§ **Written problem**:
Beginning at the line containing "Q: Point to every instance of the grandfather clock face", output every line to the end of the data below exactly as it appears.

§ **Available records**:
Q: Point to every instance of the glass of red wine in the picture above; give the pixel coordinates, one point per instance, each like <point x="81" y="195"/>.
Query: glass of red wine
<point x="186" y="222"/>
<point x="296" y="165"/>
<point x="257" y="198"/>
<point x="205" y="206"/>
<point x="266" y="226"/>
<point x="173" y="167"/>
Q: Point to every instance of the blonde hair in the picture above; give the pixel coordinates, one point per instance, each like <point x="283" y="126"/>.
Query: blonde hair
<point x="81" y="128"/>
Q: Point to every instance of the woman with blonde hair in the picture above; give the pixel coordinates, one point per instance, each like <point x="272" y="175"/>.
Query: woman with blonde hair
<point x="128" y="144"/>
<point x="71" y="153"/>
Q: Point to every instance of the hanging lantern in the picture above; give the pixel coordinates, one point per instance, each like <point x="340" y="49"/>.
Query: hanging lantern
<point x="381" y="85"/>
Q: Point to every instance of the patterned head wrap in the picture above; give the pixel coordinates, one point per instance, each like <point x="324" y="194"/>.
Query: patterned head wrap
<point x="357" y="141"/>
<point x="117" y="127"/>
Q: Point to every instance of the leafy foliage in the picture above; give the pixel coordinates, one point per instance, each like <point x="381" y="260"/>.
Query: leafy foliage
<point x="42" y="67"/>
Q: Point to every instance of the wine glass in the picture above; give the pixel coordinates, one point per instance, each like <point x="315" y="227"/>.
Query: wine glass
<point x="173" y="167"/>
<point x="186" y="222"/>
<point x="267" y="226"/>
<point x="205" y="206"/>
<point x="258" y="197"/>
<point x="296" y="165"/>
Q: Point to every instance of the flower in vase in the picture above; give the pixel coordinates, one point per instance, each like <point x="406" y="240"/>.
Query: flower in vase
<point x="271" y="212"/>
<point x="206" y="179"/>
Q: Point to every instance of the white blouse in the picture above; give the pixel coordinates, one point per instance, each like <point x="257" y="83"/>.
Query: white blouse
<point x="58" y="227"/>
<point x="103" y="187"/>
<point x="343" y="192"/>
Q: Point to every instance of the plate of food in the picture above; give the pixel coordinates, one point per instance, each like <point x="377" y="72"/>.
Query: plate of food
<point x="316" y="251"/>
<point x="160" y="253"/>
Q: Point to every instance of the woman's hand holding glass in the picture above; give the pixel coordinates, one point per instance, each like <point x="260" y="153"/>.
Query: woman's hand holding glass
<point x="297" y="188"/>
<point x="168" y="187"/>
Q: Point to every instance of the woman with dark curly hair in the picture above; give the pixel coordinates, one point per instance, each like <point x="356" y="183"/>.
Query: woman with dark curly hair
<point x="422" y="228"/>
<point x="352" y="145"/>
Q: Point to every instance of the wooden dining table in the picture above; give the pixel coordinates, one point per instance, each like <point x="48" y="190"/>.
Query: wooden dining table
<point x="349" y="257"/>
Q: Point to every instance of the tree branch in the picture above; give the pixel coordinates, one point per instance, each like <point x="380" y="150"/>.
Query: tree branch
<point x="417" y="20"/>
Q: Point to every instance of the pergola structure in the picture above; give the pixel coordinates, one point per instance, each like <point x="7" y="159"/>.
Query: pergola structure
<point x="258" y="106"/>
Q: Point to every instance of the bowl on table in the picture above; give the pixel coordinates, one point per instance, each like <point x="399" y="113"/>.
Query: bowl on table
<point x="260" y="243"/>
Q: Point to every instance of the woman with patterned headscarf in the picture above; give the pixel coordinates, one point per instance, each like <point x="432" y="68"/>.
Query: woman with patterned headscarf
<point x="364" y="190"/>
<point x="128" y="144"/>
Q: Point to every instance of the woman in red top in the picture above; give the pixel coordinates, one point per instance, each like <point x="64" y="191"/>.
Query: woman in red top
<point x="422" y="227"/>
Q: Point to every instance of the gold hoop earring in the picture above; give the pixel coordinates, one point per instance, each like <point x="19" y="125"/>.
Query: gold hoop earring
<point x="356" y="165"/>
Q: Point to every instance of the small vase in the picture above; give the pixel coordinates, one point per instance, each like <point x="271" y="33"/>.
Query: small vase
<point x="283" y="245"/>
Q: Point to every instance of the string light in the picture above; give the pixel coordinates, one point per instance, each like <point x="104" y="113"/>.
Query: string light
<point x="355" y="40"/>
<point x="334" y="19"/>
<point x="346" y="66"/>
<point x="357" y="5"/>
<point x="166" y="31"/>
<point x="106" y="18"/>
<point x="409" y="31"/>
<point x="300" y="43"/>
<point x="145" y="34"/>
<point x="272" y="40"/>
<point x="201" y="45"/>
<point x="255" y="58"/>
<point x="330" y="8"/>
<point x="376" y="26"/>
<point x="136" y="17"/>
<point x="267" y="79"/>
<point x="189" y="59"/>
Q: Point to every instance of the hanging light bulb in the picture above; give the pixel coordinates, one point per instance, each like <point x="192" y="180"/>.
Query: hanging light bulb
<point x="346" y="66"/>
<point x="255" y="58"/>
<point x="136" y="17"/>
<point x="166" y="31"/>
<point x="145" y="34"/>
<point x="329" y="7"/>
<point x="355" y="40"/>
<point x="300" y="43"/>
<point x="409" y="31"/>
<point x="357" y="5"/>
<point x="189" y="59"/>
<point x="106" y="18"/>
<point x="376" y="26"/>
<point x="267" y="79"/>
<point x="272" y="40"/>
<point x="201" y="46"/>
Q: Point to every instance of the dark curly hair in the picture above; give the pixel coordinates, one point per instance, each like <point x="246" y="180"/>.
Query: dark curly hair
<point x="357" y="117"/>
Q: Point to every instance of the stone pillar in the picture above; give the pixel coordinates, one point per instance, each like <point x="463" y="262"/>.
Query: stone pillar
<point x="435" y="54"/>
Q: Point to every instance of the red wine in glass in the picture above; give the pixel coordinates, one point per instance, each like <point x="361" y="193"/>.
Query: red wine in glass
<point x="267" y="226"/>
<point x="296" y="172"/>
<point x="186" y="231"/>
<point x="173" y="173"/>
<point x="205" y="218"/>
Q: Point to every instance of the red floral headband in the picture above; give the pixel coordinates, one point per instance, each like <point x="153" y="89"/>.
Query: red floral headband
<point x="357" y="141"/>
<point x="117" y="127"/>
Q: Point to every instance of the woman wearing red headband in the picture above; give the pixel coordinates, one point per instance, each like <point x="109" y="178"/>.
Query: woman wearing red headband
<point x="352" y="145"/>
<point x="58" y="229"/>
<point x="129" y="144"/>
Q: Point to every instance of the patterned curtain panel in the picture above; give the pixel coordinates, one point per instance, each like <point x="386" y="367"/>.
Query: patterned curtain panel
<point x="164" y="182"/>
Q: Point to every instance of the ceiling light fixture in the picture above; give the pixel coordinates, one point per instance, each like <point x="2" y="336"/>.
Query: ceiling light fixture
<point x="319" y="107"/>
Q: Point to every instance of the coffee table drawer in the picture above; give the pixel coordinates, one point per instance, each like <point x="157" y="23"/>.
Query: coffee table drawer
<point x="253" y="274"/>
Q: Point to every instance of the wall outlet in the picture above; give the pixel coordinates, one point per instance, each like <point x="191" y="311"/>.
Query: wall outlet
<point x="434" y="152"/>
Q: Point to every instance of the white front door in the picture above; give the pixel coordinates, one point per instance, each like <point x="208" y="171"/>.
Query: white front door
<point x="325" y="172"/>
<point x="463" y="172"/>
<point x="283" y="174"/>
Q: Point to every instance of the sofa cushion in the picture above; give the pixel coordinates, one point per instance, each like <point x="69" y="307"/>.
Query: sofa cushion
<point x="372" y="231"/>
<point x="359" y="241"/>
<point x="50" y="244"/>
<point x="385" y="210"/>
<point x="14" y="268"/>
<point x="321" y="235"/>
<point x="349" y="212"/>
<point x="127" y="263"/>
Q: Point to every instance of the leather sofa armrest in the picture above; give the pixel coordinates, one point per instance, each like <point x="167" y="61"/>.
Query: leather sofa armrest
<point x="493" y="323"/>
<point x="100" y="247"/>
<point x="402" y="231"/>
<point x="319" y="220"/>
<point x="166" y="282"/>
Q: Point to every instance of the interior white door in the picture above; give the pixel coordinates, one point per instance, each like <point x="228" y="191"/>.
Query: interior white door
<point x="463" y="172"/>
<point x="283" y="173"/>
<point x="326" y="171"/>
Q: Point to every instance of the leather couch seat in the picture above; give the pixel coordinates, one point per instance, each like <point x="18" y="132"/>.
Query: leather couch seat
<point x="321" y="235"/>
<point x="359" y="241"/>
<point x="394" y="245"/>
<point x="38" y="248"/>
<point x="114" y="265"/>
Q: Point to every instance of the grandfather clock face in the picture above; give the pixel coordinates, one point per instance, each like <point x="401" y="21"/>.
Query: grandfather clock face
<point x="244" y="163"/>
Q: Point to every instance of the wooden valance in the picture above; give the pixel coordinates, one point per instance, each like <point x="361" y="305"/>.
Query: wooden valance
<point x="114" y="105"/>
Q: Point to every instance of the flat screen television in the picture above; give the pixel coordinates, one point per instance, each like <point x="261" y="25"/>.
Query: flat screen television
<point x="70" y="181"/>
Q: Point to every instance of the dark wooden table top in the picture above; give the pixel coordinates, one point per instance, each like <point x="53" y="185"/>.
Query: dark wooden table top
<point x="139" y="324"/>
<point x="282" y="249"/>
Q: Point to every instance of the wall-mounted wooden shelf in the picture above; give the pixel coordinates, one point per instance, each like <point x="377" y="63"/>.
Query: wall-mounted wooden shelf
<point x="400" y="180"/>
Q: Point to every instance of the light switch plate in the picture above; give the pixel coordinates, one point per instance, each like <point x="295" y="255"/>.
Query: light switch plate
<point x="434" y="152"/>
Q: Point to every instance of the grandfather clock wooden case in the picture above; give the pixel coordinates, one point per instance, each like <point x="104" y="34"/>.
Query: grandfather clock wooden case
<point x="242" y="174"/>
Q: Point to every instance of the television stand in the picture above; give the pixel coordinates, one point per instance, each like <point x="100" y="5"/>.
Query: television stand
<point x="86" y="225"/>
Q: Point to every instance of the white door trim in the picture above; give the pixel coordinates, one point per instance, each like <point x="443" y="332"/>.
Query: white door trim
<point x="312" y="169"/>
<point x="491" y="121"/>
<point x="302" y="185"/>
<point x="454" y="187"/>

§ **The completed task**:
Q: Point to every instance of the grandfather clock face in the picture above; give the pixel coordinates, one point per instance, each like <point x="401" y="21"/>.
Query: grandfather clock face
<point x="244" y="163"/>
Q: Point to every instance of the wooden valance in the picture above; give the pixel coordinates, one point per instance, each like <point x="361" y="305"/>.
Query: wooden valance
<point x="114" y="105"/>
Q: Point to every instance of the flat screen television in the picture above; give the pixel coordinates, one point per instance, each like <point x="261" y="25"/>.
Query: flat screen television
<point x="70" y="181"/>
Q: Point to every instance of the dark wooden table top in the picture above; give the pixel coordinates, one point per instance, each like <point x="53" y="185"/>.
Query: dark wooden table top
<point x="139" y="324"/>
<point x="282" y="249"/>
Q: Point to every instance of the wall-mounted wooden shelf in the picture above; give the pixel coordinates, one point per instance, each like <point x="377" y="63"/>.
Query: wall-mounted wooden shelf
<point x="400" y="180"/>
Q: Point to every instance of the light switch plate in the picture above; give the pixel coordinates, one point per instance, each like <point x="295" y="255"/>.
Query: light switch plate
<point x="434" y="152"/>
Q: Point to every instance of the grandfather clock wooden case in the picture above; give the pixel coordinates, one point per instance, each like <point x="104" y="34"/>.
Query: grandfather clock wooden case
<point x="242" y="174"/>
Q: Point to every instance of the television stand in the picture above; give the pixel coordinates, one point per instance, each like <point x="100" y="5"/>.
Query: television stand
<point x="86" y="225"/>
Q: Point to every instance of the white door trim in the picture above; give the pixel coordinates, one point per instance, each like <point x="443" y="332"/>.
Query: white door trim
<point x="312" y="169"/>
<point x="491" y="121"/>
<point x="302" y="185"/>
<point x="454" y="187"/>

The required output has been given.